**INSTRUCCIÓN ESCRITA A:** Según el fragmento sobre Cervantes y la libertad de conciencia, ¿qué entiende Cervantes por libertad de conciencia?

**FRAGMENTO CITADO:**

Por tanto, siendo así que no hay razón alguna para cuestionar la seriedad de la opinión de Cervantes sobre la expulsión de los moriscos, carece de sentido asignar un sentido positivo a la referencia de Ricote a la libertad de conciencia. Más bien se colige que cuando Ricote habla de que, conforme a la libertad de conciencia, en las regiones de Alemania en que triunfó el luteranismo «sus habitadores no miran en muchas delicadezas» y «cada uno vive como quiere», Cervantes entiende por libertad de conciencia, como ya dijimos en un trabajo anterior, algo negativo, algo así como un estado de anarquía religiosa y moral en que el sujeto no se somete al orden religioso y moral definido por la Iglesia católica, la única que según Cervantes podía definir la ortodoxia y ortopraxis religiosas y morales. La otra alternativa, supuesto el pronunciamiento incontestable e inequívoco de Cervantes sobre la legitimidad y justicia del destierro, es pensar que Cervantes comete el absurdo de abogar a la vez por ésta y por la libertad de conciencia en el sentido de libertad religiosa, ya se de un grupo, en este caso de los moriscos como colectivo, o de cada individuo como tal.

**INSTRUCCIÓN ESCRITA B:** Extrae, por favor, todas las líneas de los registros que contengan la cadena "denim".

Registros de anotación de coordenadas
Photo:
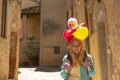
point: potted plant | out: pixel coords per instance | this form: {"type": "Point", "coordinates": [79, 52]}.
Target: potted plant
{"type": "Point", "coordinates": [31, 50]}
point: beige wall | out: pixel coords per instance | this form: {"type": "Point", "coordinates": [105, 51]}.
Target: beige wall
{"type": "Point", "coordinates": [106, 63]}
{"type": "Point", "coordinates": [14, 14]}
{"type": "Point", "coordinates": [53, 14]}
{"type": "Point", "coordinates": [30, 26]}
{"type": "Point", "coordinates": [12, 8]}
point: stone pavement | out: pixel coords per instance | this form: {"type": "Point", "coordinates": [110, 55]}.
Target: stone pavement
{"type": "Point", "coordinates": [39, 73]}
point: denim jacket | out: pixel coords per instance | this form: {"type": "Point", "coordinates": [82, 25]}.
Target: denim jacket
{"type": "Point", "coordinates": [85, 74]}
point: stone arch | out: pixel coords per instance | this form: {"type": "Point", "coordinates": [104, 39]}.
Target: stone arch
{"type": "Point", "coordinates": [101, 32]}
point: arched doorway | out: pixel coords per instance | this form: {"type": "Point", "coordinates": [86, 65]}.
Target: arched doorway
{"type": "Point", "coordinates": [102, 45]}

**RESPUESTA ESPERADA A:** Algo negativo: un estado de anarquía religiosa y moral en que el sujeto no se somete al orden religioso y moral definido por la Iglesia católica.

**RESPUESTA ESPERADA B:**
point: denim jacket | out: pixel coords per instance | this form: {"type": "Point", "coordinates": [82, 25]}.
Target: denim jacket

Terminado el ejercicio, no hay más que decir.